§ Provided information
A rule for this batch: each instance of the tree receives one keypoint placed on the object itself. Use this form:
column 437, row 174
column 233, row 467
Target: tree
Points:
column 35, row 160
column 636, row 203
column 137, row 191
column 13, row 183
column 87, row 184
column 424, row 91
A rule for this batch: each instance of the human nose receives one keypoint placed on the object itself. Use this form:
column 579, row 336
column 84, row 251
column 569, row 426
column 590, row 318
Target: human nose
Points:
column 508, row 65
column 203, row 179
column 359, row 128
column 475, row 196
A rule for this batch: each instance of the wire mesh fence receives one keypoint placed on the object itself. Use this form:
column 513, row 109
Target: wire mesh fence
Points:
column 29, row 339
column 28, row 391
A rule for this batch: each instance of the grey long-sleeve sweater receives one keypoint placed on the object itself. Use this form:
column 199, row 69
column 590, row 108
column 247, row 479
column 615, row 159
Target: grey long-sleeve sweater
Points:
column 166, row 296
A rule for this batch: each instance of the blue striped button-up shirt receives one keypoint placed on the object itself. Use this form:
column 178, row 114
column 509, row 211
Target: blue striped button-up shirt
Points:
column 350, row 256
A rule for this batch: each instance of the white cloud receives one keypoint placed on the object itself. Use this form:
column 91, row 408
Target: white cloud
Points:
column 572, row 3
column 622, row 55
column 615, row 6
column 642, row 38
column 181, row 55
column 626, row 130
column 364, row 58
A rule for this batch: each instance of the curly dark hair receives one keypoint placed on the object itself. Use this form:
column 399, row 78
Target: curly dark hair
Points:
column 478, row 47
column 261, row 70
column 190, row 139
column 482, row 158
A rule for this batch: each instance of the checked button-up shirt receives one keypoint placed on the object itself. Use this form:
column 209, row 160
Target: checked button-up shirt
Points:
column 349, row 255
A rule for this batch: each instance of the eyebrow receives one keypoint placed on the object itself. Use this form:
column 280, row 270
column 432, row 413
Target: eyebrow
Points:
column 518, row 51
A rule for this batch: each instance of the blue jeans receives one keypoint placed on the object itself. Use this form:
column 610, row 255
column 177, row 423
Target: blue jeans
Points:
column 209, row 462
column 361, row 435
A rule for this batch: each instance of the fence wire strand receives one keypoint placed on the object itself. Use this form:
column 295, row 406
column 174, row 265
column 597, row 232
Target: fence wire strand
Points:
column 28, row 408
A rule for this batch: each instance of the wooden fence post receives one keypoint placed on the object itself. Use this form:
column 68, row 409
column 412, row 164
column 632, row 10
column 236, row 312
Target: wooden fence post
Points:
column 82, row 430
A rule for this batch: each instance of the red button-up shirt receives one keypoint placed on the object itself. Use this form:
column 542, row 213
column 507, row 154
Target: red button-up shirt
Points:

§ Stated task
Reproduce every one of the lines above, keeping each character unchanged.

§ Answer in full
A rule for this batch: each instance of the tree receives one keypoint placed on the object itself. Use this form:
column 437, row 174
column 233, row 467
Target: tree
Points:
column 35, row 160
column 636, row 203
column 137, row 191
column 13, row 183
column 87, row 184
column 424, row 91
A rule for this batch: each instance of the human nose receives one keypoint placed on the object itself. Use this form:
column 579, row 336
column 84, row 251
column 569, row 426
column 590, row 318
Target: human nose
Points:
column 508, row 65
column 203, row 179
column 359, row 128
column 475, row 196
A rule for this batch: each instance of the wire mesh fence receives one keypoint placed on the object itself. Use this form:
column 513, row 109
Target: wire mesh fence
Points:
column 29, row 339
column 28, row 391
A rule for this batch: each instance of the grey long-sleeve sweater receives one keypoint placed on the object itself. Use this form:
column 199, row 69
column 590, row 108
column 247, row 479
column 615, row 159
Target: grey long-sleeve sweater
Points:
column 166, row 296
A rule for this batch: each instance of the blue striped button-up shirt receives one keypoint placed on the object itself. Use this form:
column 178, row 114
column 509, row 211
Target: blue striped button-up shirt
Points:
column 350, row 256
A rule for this batch: each instance of the white cloud receives one keypoint placed on the object itself. Use this form:
column 91, row 408
Target: white cloud
Points:
column 572, row 3
column 622, row 55
column 615, row 6
column 642, row 38
column 181, row 55
column 626, row 130
column 364, row 58
A rule for this batch: each instance of the curly dark hair receives one keypoint placed on the object itself. Use this form:
column 399, row 78
Target: curly dark hair
Points:
column 478, row 47
column 261, row 70
column 190, row 139
column 482, row 158
A rule for this batch: each instance of the checked button-up shirt receives one keypoint placed on the object itself. Use this form:
column 209, row 160
Target: checked button-up shirt
Points:
column 349, row 255
A rule for this batch: each instance of the eyebrow receives one keypoint placed on the object itself. Use this form:
column 280, row 270
column 432, row 413
Target: eyebrow
Points:
column 518, row 51
A rule for this batch: each instance of the blue jeans receives one keypoint placed on the object itself. Use this form:
column 610, row 255
column 177, row 423
Target: blue jeans
Points:
column 209, row 462
column 361, row 435
A rule for this batch: each instance of the fence wire strand receives one keypoint placed on the object itself. Use this form:
column 295, row 406
column 174, row 265
column 597, row 232
Target: fence wire strand
Points:
column 28, row 408
A rule for this batch: each instance of the wooden fence post receives one keypoint placed on the object itself. Use this form:
column 68, row 409
column 412, row 164
column 632, row 10
column 236, row 312
Target: wooden fence post
Points:
column 82, row 430
A rule for this batch: each instance of the red button-up shirt receives one keypoint placed on the object itself. Use this form:
column 542, row 213
column 507, row 154
Target: red button-up shirt
Points:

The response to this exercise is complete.